## GIVEN TEXT
For the second straight week a variety of concerts take top billing on southern Maine’s performing arts calendar. This weekend’s offerings span a spectrum that embraces classical, jazz, beatnik and blues.
In terms of attendance, the biggest numbers will be tallied by the Portland Symphony Orchestra, which continues its Sunday Classical series with a concert that features major pieces by a two prominent 20th-century composers: Jean Sibelius and Sergei Prokofiev.
Dimensions in Jazz, a long-running series of the Portland Conservatory of Music, continues this Friday with the Jarrett Cherner Trio, hailing from Brooklyn, New York.
Portland’s best small music room, One Longfellow Square, has a pair of fine concerts. On Friday it’s Aztec Two-Step, a longstanding duo who were inspired by the Beat Generation.
Then on Saturday, the venue hosts Ronnie Earl and the Broadcasters, a longstanding and outstanding blues act.
The weather has turned colder and the ski resorts have started to make snow, so it’s appropriate that the Portland Symphony Orchestra’s next concert features two major works by composers from countries that are known for frigid winter climates: Finland and Russia.

## RECORD EXCERPTS

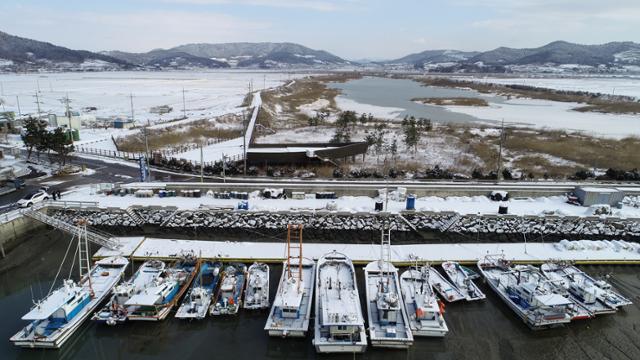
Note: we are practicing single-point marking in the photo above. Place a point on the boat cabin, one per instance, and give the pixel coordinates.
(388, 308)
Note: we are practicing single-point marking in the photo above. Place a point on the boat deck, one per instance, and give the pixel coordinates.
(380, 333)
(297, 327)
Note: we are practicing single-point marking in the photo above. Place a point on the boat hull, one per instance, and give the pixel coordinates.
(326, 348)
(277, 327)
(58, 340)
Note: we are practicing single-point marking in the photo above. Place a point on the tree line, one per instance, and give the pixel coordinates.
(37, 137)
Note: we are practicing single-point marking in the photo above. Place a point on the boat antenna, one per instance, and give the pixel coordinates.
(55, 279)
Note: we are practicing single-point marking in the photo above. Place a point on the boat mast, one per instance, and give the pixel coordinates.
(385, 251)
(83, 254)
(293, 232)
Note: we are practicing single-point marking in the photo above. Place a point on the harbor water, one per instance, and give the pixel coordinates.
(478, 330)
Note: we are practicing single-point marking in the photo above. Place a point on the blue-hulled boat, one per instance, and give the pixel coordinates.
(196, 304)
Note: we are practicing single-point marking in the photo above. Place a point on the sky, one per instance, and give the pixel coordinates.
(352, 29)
---
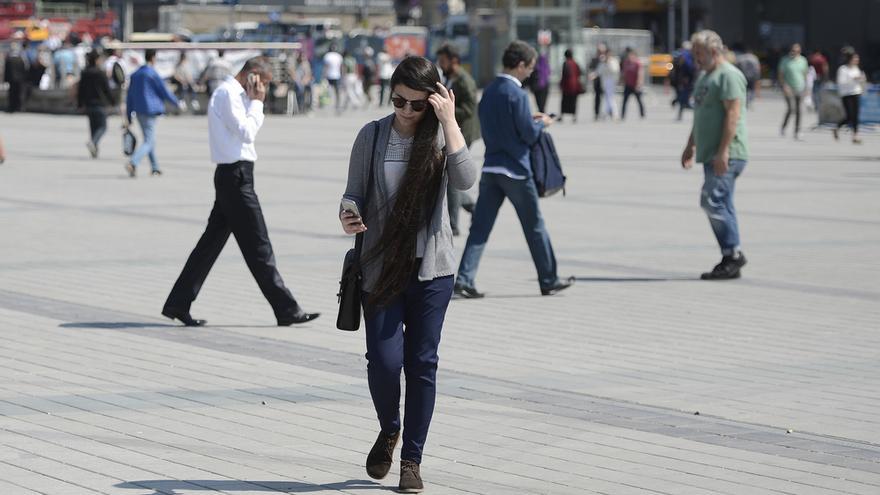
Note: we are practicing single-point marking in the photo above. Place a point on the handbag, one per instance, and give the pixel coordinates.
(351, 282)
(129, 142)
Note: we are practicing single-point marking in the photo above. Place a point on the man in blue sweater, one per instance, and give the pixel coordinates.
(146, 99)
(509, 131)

## GIVEN EXERCISE 1
Please output the concert roundup word for word, from "Portland’s best small" up to and including "the Beat Generation.".
## GIVEN EXERCISE 2
Summarize the concert roundup in two sentences.

## ANSWER 1
Portland’s best small music room, One Longfellow Square, has a pair of fine concerts. On Friday it’s Aztec Two-Step, a longstanding duo who were inspired by the Beat Generation.

## ANSWER 2
This weekend's concerts in southern Maine span classical, jazz, beatnik and blues, and the biggest attendance is expected at the Portland Symphony Orchestra's Sunday Classical concert of major works by Jean Sibelius and Sergei Prokofiev. The Portland Conservatory of Music's Dimensions in Jazz series presents the Jarrett Cherner Trio on Friday, while One Longfellow Square hosts Aztec Two-Step on Friday and Ronnie Earl and the Broadcasters on Saturday.